Replace "outline" with "boundary" in the stretch of the material from the line containing "query: the noun phrase to segment: flower bud" through the line containing "POLYGON ((235 194, 236". Reproduce only those lines, with everything else unchanged.

-- Begin GIVEN ENTRIES --

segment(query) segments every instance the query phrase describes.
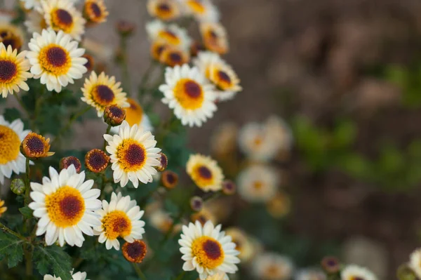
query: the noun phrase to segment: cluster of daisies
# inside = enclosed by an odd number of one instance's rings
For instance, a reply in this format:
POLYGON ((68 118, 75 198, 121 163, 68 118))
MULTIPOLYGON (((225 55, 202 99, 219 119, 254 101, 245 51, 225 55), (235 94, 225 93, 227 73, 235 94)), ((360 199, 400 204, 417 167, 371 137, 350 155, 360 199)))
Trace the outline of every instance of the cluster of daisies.
POLYGON ((146 26, 151 55, 168 66, 159 87, 162 102, 183 125, 201 126, 213 116, 218 102, 232 99, 242 89, 221 58, 228 51, 228 39, 218 9, 208 0, 149 0, 147 8, 156 18, 146 26), (201 41, 187 33, 185 25, 192 18, 199 23, 201 41))

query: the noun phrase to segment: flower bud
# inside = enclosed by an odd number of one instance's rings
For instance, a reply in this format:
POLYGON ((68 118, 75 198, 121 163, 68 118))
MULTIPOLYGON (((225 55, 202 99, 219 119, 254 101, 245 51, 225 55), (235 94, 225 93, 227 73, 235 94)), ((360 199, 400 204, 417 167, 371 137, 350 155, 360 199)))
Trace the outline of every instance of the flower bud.
POLYGON ((22 195, 25 193, 26 187, 22 179, 13 179, 11 183, 11 190, 15 194, 22 195))
POLYGON ((116 105, 107 106, 104 111, 104 121, 111 126, 121 124, 126 119, 126 110, 116 105))
POLYGON ((49 151, 50 138, 46 139, 34 132, 29 133, 20 144, 22 154, 31 159, 51 156, 55 154, 49 151))
POLYGON ((91 149, 85 156, 85 166, 95 173, 105 171, 109 162, 109 156, 99 149, 91 149))
POLYGON ((60 168, 67 169, 72 164, 76 168, 76 172, 77 172, 78 173, 81 172, 82 165, 81 164, 81 161, 76 156, 63 157, 60 161, 60 168))
POLYGON ((235 194, 236 185, 232 181, 227 180, 222 182, 222 192, 227 195, 232 195, 235 194))
POLYGON ((131 262, 140 263, 146 256, 147 248, 142 240, 135 240, 133 243, 126 242, 121 248, 124 258, 131 262))
POLYGON ((190 199, 190 207, 194 211, 200 211, 203 207, 203 200, 200 196, 192 197, 190 199))
POLYGON ((159 165, 158 166, 155 166, 155 169, 159 172, 162 172, 166 169, 168 165, 168 159, 163 152, 159 152, 158 154, 161 156, 161 157, 158 159, 159 160, 159 165))
POLYGON ((161 182, 167 189, 173 189, 178 183, 178 175, 173 171, 163 171, 161 178, 161 182))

-- End GIVEN ENTRIES --

-- TASK SOLUTION --
query: the noun phrase to segment: flower bud
# inside = enclosed by an odd number of one instance's rings
For instance, a reply in this format:
POLYGON ((68 118, 75 198, 121 163, 68 118))
MULTIPOLYGON (((225 55, 202 99, 219 119, 254 101, 245 51, 225 55), (235 94, 225 93, 227 73, 235 94)), ((360 199, 400 204, 417 167, 371 137, 350 155, 360 199)))
Trace the boundary of every instance of the flower bud.
POLYGON ((22 195, 25 193, 26 187, 22 179, 13 179, 11 183, 11 190, 15 194, 22 195))
POLYGON ((116 105, 107 106, 104 111, 104 121, 111 126, 121 124, 126 119, 126 110, 116 105))
POLYGON ((49 151, 50 138, 46 139, 34 132, 29 133, 20 144, 22 154, 31 159, 51 156, 55 154, 49 151))
POLYGON ((91 149, 85 156, 85 166, 95 173, 105 171, 109 162, 109 156, 99 149, 91 149))
POLYGON ((60 168, 67 169, 72 164, 76 168, 76 172, 77 172, 78 173, 81 172, 82 165, 81 164, 81 161, 76 156, 63 157, 60 161, 60 168))
POLYGON ((235 194, 236 185, 232 181, 227 180, 222 182, 222 192, 227 195, 232 195, 235 194))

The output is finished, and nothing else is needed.